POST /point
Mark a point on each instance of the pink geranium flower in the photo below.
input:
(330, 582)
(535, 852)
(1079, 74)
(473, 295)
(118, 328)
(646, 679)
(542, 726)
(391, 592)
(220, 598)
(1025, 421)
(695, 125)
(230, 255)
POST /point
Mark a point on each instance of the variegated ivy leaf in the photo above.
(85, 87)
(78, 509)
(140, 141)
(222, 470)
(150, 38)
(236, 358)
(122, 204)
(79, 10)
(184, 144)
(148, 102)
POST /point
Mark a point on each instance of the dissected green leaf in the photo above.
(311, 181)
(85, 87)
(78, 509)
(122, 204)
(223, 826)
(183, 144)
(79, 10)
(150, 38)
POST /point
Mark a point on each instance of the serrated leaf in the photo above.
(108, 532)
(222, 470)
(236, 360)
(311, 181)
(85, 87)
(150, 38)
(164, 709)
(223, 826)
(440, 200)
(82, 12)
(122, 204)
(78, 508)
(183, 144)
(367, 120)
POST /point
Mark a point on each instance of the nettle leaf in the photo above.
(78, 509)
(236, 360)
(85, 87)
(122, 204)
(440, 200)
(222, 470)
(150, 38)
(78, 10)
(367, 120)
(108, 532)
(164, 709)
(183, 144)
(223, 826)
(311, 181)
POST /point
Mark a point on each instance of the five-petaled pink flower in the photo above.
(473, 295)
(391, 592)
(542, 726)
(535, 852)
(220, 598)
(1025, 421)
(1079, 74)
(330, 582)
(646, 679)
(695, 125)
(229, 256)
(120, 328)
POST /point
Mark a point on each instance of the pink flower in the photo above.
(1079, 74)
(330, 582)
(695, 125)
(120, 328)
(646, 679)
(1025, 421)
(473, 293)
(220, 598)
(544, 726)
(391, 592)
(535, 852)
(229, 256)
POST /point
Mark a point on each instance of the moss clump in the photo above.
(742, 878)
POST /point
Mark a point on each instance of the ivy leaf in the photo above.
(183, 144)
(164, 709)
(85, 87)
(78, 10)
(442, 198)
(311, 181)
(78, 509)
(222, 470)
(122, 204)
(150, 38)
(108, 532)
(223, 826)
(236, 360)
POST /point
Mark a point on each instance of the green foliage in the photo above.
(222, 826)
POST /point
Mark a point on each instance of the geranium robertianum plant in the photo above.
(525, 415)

### Your instructions
Set down every entry once more, exactly as it was written above.

### Expected answer
POST /point
Mark a point on each instance of the pink geranium flower in the photo below.
input:
(330, 582)
(535, 852)
(1079, 74)
(473, 295)
(118, 328)
(646, 679)
(542, 726)
(391, 592)
(220, 598)
(1025, 421)
(695, 125)
(230, 255)
POST /point
Mark a point on each instance of the variegated ivy leaf in the photo above.
(85, 87)
(78, 509)
(140, 141)
(222, 470)
(150, 38)
(236, 358)
(122, 204)
(79, 10)
(184, 144)
(148, 102)
POST /point
Mark a point on each instance of the dissected green leaf in the photo above.
(311, 181)
(85, 87)
(78, 509)
(122, 204)
(223, 826)
(183, 144)
(79, 10)
(150, 38)
POST /point
Mark a point on each instance of the serrated leaf in the photo above.
(108, 532)
(222, 470)
(236, 360)
(311, 181)
(85, 87)
(150, 38)
(164, 709)
(223, 826)
(440, 200)
(82, 12)
(122, 204)
(78, 508)
(183, 144)
(367, 120)
POST /point
Mark a point on each instance of the nettle leaf in the photo above.
(78, 509)
(236, 360)
(85, 87)
(122, 204)
(440, 200)
(222, 470)
(150, 38)
(78, 10)
(367, 120)
(108, 532)
(164, 709)
(183, 144)
(223, 826)
(311, 181)
POST /point
Mark a point on each instance of the five-petaled pink flower in the photo above.
(473, 295)
(391, 592)
(542, 726)
(535, 852)
(220, 598)
(1025, 421)
(1079, 74)
(330, 582)
(646, 679)
(695, 125)
(229, 256)
(120, 328)
POST /point
Mark a point on each instance of the pink flower in the photo above.
(1079, 74)
(330, 582)
(695, 125)
(120, 328)
(646, 679)
(1025, 421)
(473, 293)
(220, 598)
(544, 726)
(391, 592)
(535, 852)
(229, 256)
POST /point
Mark a point on each instance of the moss clump in the photo above.
(742, 878)
POST /point
Mark a point on each instance of the ivy leaf in the photo above.
(183, 144)
(164, 709)
(85, 87)
(78, 10)
(442, 198)
(311, 181)
(78, 509)
(222, 470)
(122, 204)
(150, 38)
(108, 532)
(223, 826)
(236, 360)
POST /point
Mark a point on each instance of the green foliage in the photo above.
(222, 826)
POST /point
Mark a point on each instance of the geranium robertianum plant in the photo above.
(525, 415)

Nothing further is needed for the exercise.